Exact copies of the lines below are the goal; any images in them are dropped.

**The records:**

--*--

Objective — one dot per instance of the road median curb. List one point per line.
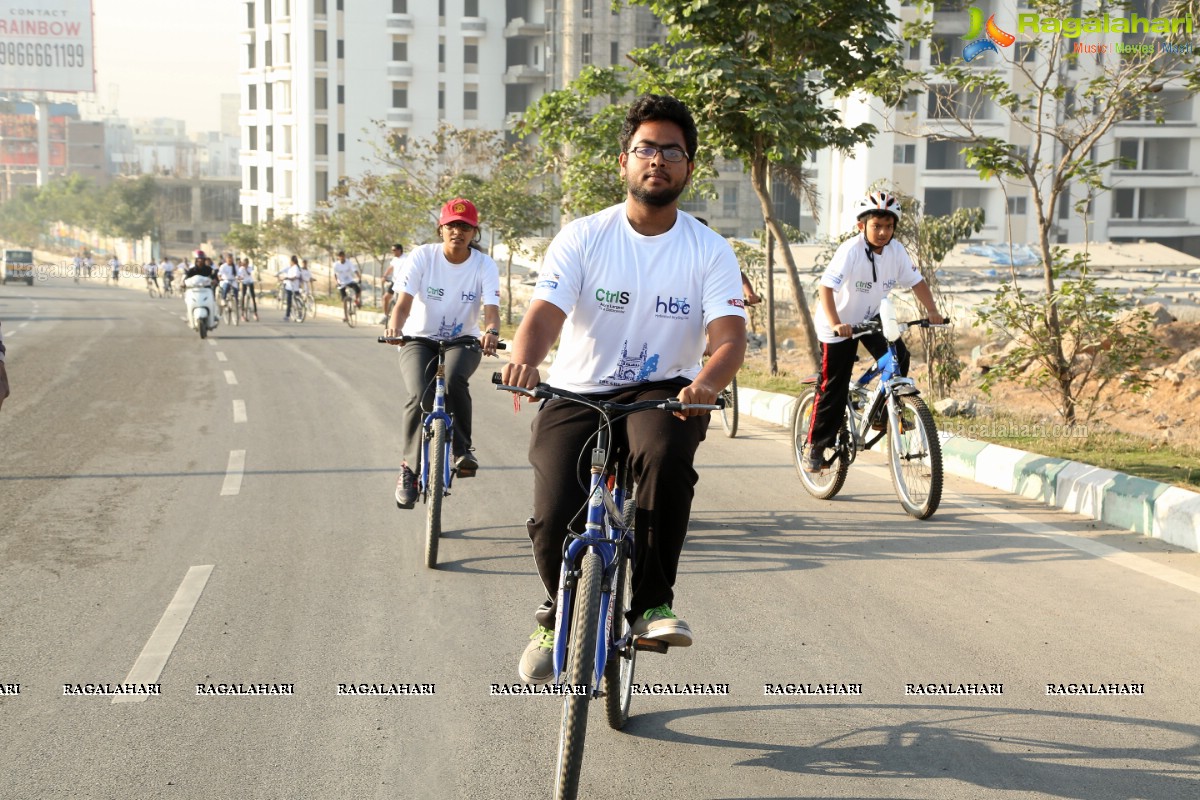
(1135, 504)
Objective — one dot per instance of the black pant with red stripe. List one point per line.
(833, 385)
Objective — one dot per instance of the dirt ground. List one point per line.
(1169, 410)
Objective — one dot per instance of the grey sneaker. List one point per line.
(661, 625)
(406, 488)
(538, 660)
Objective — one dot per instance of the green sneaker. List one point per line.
(661, 625)
(538, 660)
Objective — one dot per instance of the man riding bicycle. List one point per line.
(228, 276)
(443, 292)
(347, 276)
(633, 289)
(861, 274)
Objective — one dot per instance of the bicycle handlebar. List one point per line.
(545, 391)
(459, 341)
(873, 326)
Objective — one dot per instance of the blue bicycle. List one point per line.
(594, 656)
(436, 471)
(894, 410)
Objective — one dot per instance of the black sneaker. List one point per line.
(467, 464)
(406, 488)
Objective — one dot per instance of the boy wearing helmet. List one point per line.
(861, 274)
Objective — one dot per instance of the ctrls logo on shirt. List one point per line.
(991, 36)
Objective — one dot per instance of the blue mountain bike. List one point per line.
(594, 647)
(436, 471)
(893, 410)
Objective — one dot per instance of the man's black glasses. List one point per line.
(669, 154)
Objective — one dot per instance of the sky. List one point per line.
(167, 58)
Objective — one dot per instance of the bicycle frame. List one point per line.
(605, 533)
(437, 413)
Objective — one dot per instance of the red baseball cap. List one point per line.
(460, 210)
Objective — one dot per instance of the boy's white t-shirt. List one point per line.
(448, 298)
(636, 306)
(856, 292)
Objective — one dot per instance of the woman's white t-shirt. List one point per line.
(448, 298)
(857, 288)
(636, 306)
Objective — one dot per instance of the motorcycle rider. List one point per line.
(201, 295)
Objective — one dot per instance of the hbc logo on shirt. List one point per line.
(672, 306)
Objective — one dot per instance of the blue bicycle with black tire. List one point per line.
(436, 470)
(595, 650)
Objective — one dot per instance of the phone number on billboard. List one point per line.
(28, 54)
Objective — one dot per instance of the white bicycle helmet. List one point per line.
(877, 202)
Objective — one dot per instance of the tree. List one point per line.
(929, 239)
(1061, 110)
(516, 206)
(130, 208)
(759, 78)
(250, 241)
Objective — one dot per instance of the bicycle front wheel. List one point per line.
(915, 457)
(433, 492)
(580, 666)
(827, 483)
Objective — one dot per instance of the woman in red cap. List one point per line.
(439, 296)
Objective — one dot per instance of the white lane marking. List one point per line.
(166, 635)
(233, 473)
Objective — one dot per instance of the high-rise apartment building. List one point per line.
(1155, 196)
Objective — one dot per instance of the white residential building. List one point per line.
(1155, 198)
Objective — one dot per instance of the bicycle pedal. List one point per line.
(652, 645)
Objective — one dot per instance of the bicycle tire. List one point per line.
(433, 492)
(580, 666)
(730, 413)
(826, 485)
(618, 671)
(915, 458)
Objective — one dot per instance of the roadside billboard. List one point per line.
(47, 46)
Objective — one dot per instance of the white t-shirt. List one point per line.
(345, 272)
(448, 298)
(292, 278)
(856, 290)
(636, 306)
(397, 269)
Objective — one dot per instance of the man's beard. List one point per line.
(658, 198)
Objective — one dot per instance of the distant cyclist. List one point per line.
(861, 274)
(445, 287)
(246, 278)
(348, 277)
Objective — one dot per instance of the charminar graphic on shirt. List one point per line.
(453, 295)
(636, 306)
(857, 290)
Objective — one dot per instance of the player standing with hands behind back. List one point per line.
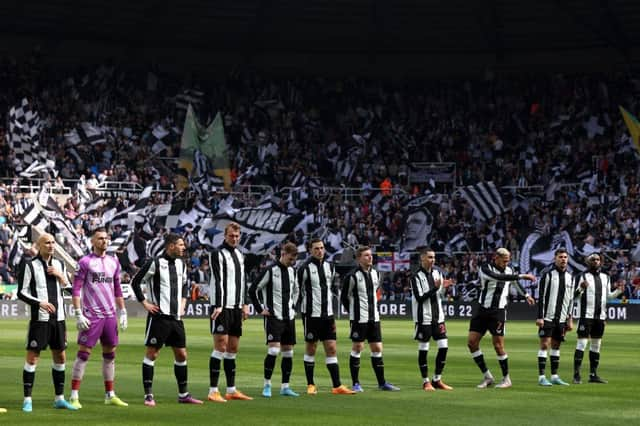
(495, 278)
(593, 288)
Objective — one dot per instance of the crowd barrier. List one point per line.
(388, 309)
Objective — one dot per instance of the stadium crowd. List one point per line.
(554, 144)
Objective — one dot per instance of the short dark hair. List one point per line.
(99, 229)
(425, 250)
(171, 238)
(290, 248)
(361, 249)
(315, 240)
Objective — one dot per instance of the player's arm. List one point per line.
(25, 275)
(419, 295)
(541, 298)
(215, 285)
(143, 276)
(255, 288)
(347, 288)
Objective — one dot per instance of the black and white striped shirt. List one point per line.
(277, 291)
(315, 278)
(35, 286)
(166, 281)
(592, 301)
(494, 286)
(426, 298)
(359, 295)
(227, 285)
(556, 295)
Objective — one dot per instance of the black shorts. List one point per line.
(590, 328)
(424, 332)
(282, 331)
(370, 331)
(492, 320)
(164, 330)
(319, 329)
(228, 322)
(554, 329)
(47, 333)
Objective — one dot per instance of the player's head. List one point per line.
(232, 234)
(594, 261)
(46, 245)
(289, 254)
(427, 258)
(174, 245)
(316, 247)
(99, 240)
(502, 257)
(364, 257)
(561, 258)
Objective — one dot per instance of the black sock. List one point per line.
(334, 371)
(479, 360)
(58, 381)
(214, 372)
(504, 365)
(354, 366)
(147, 378)
(542, 365)
(422, 364)
(308, 371)
(230, 371)
(577, 361)
(286, 364)
(594, 361)
(555, 364)
(181, 377)
(28, 377)
(378, 367)
(441, 360)
(269, 365)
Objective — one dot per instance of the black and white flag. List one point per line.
(485, 200)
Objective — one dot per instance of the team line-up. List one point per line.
(279, 291)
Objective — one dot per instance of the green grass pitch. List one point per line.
(526, 403)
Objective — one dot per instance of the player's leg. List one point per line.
(288, 342)
(29, 375)
(273, 335)
(310, 347)
(503, 360)
(178, 343)
(597, 331)
(109, 340)
(58, 344)
(58, 374)
(357, 335)
(219, 330)
(545, 342)
(440, 335)
(148, 367)
(286, 365)
(354, 364)
(477, 329)
(584, 330)
(87, 339)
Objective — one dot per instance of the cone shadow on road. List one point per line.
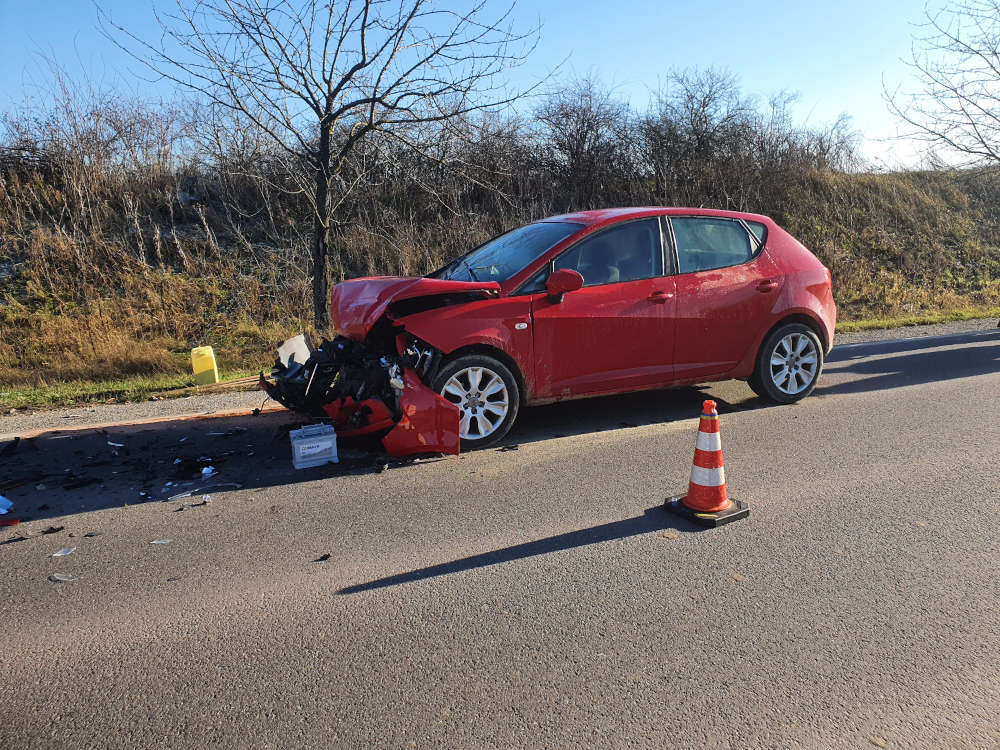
(914, 368)
(653, 519)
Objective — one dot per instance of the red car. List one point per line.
(597, 303)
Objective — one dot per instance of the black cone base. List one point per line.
(734, 512)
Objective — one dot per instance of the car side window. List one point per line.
(627, 252)
(704, 243)
(759, 231)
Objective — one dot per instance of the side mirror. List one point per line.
(562, 281)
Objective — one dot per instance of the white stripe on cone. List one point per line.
(708, 477)
(709, 441)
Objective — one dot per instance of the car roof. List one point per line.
(610, 215)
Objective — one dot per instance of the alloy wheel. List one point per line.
(794, 363)
(482, 397)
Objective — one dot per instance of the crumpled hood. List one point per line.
(356, 305)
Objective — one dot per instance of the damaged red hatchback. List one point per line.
(585, 304)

--*--

**Response to the exercise:**
Objective — one dot per instance of the road median curb. List one point per line.
(1135, 504)
Objective — one dot per instance of the black pant with red stripe. List one point per line.
(833, 385)
Objective — one dot per instance of the dirt ground. List one point per line.
(1169, 410)
Objective — one dot per instance of the grey sneaker. List one point per line.
(661, 625)
(406, 488)
(538, 660)
Objective — one dot per instance of the green sneaker. List one point per line.
(661, 625)
(538, 660)
Objective — one dot per instance of the man riding bicycle. List one point per line.
(228, 276)
(443, 292)
(347, 276)
(633, 289)
(861, 274)
Objective — one dot per instance of the bicycle handlebar. List one point per line.
(545, 391)
(459, 341)
(873, 326)
Objective — one dot per instance of the blue bicycle. List one point per line.
(594, 656)
(436, 471)
(894, 410)
Objective — one dot per instance of the black sneaker. List one point per line.
(467, 464)
(406, 488)
Objective — one dot per instance of the boy wearing helmet. List one point per line.
(861, 274)
Objective — one dot per instance of the ctrls logo on shirt. List one point per line.
(991, 36)
Objective — one dot per instance of the blue mountain bike. List one point per line.
(594, 647)
(436, 471)
(893, 410)
Objective — one dot per instance of the man's black glasses. List one point per line.
(669, 154)
Objective — one dot per instance of the sky. List one point per line.
(167, 58)
Objective — one dot per instance of the bicycle frame. List one point per line.
(605, 533)
(437, 413)
Objective — one dot per instance of the red baseball cap. List one point per line.
(460, 210)
Objective — one dot per instance of the boy's white t-shirt. List one point per line.
(448, 298)
(636, 306)
(856, 292)
Objective — one dot per instance of the woman's white t-shirt. List one point per line.
(448, 298)
(857, 288)
(636, 306)
Objective — one dot per instance of the motorcycle rider. List one point per line.
(201, 295)
Objective — one dot per instance of the hbc logo on shirt. List one point per line.
(672, 306)
Objective — one dot per instance of the blue bicycle with black tire. List one point per line.
(436, 470)
(595, 650)
Objective — one dot per instance of the phone number on billboard. List one point per line.
(28, 54)
Objective — one dot per instance of the white bicycle helmet. List one point per line.
(877, 202)
Objective — one dot per instance of the tree. List one point per line.
(929, 239)
(1061, 110)
(516, 206)
(130, 208)
(759, 78)
(250, 241)
Objective — one dot per instance of the bicycle front wheel. List one point per line.
(915, 457)
(433, 492)
(580, 666)
(827, 483)
Objective — one dot per instance of the woman in red cap. List one point per line.
(439, 296)
Objective — one dot per instance of the white lane marking. List one point per line.
(166, 635)
(233, 473)
Objective — one dot per instance of the high-rise apartment building. List one point per line.
(1155, 196)
Objective — one dot per instance of the white residential building. List one point per line.
(1155, 198)
Objective — one dot per instance of the bicycle pedal. List one point per line.
(652, 645)
Objective — one dot per instance of the bicycle tire. List one point per line.
(433, 492)
(580, 666)
(730, 413)
(826, 485)
(618, 671)
(915, 458)
Objective — one dot per instance of the roadside billboard. List one point per line.
(47, 46)
Objective — one dot per instance of the white t-shirt. List one point per line.
(345, 272)
(448, 298)
(292, 278)
(856, 290)
(636, 306)
(397, 269)
Objective — one dot per instance of the man's beard. List one point per line.
(658, 198)
Objective — one dot per instance of the distant cyclist. List one point per line.
(861, 274)
(445, 287)
(246, 278)
(348, 277)
Objective — one dot per instance of the charminar graphic on shirt. List one point per line.
(453, 295)
(636, 306)
(857, 290)
Objective — one dot per instance of the player standing with hands behind back. List one point per line.
(495, 278)
(593, 288)
Objective — one dot per instance of the crowd barrier. List one point per line.
(388, 309)
Objective — one dot per instance of the stadium crowd. List one point per line.
(554, 144)
Objective — one dot per instance of the short dark hair. List one point per line.
(99, 229)
(425, 250)
(171, 238)
(290, 248)
(361, 249)
(315, 240)
Objective — one dot per instance of the player's arm. List one point per line.
(25, 275)
(419, 295)
(541, 298)
(215, 285)
(143, 276)
(255, 288)
(347, 288)
Objective — one dot per instance of the black and white striped shirt. List one point per line.
(277, 291)
(315, 278)
(35, 286)
(166, 281)
(592, 301)
(494, 286)
(426, 298)
(359, 295)
(227, 285)
(556, 295)
Objective — one dot per instance of the black shorts. List one point per line.
(590, 328)
(424, 332)
(282, 331)
(370, 331)
(492, 320)
(164, 330)
(319, 329)
(228, 322)
(554, 329)
(47, 333)
Objective — one dot per instance of the player's head. List one point per line.
(232, 234)
(594, 261)
(46, 245)
(289, 254)
(427, 258)
(174, 245)
(316, 247)
(99, 240)
(502, 257)
(364, 257)
(561, 258)
Objective — one dot per instance of the black sock. List one point per line.
(334, 371)
(479, 360)
(58, 381)
(214, 372)
(504, 365)
(354, 366)
(147, 378)
(542, 365)
(422, 364)
(308, 371)
(230, 371)
(577, 361)
(286, 364)
(594, 361)
(555, 364)
(181, 377)
(28, 377)
(378, 367)
(441, 360)
(269, 365)
Objective — one dot per instance of the black and white flag. List one point per line.
(485, 200)
Objective — one dot per instance of the team line-up. List one point per line.
(279, 291)
Objective — one dot per instance of the green grass pitch. List one point per line.
(526, 403)
Objective — one dot per instance of the player's leg. List one point per line.
(288, 342)
(29, 375)
(273, 335)
(310, 347)
(503, 360)
(178, 343)
(597, 331)
(109, 340)
(58, 344)
(58, 374)
(357, 335)
(219, 330)
(545, 342)
(440, 335)
(148, 367)
(286, 365)
(354, 364)
(477, 329)
(584, 330)
(87, 339)
Objective — one dot per instance of the cone shadow on road. List one point per line.
(914, 368)
(653, 519)
Objective — one dot per instance of the red car. List one point per line.
(597, 303)
Objective — one dot per instance of the black cone base. List one point per line.
(734, 512)
Objective — one dot per instance of the car side window. List one point per line.
(627, 252)
(704, 243)
(759, 231)
Objective — one dot per instance of the side mirror. List one point per line.
(562, 281)
Objective — one dot per instance of the white stripe on cone. List one point per line.
(708, 477)
(709, 441)
Objective — one dot per instance of the car roof. List one point per line.
(610, 215)
Objective — one dot per instance of the alloy wheel. List one point per line.
(794, 363)
(482, 397)
Objective — one dot per instance of the crumpled hood. List one point per line.
(356, 305)
Objective — one dot per instance of the damaged red hatchback. List one point per line.
(585, 304)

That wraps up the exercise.